Data items:
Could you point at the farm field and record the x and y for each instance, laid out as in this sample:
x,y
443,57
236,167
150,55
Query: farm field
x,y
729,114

--

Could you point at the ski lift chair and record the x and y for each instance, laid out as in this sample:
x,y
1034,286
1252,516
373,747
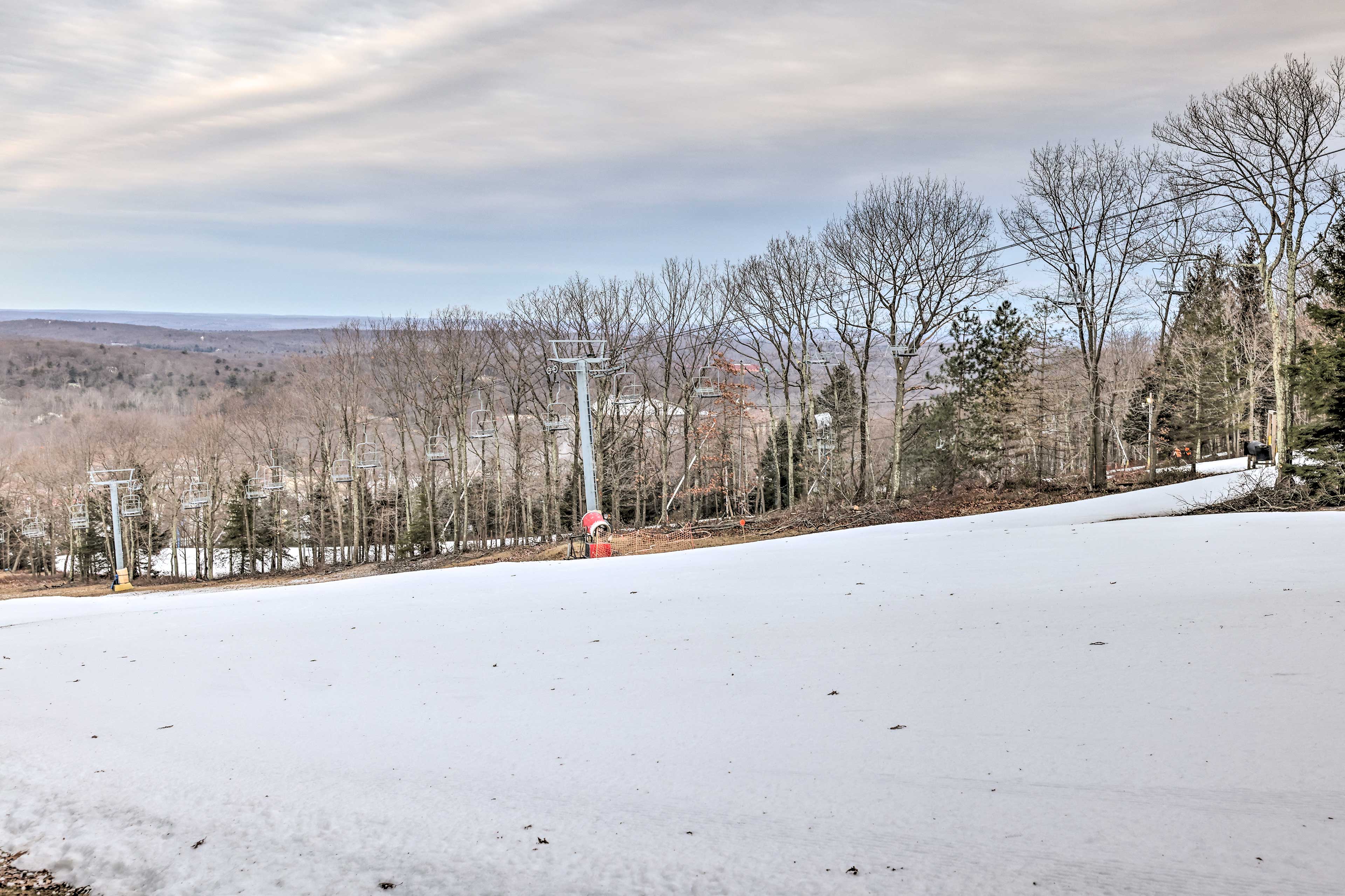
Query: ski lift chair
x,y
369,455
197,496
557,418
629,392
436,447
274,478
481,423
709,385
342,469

Task directions: List every line above that holds the word "each".

Response to this exercise:
Could you point at the farm field and record the x and y for each instance, laid out as in this sample:
Could you point at the ski lift chair and record the x and y for each instance, laid out as in this sample:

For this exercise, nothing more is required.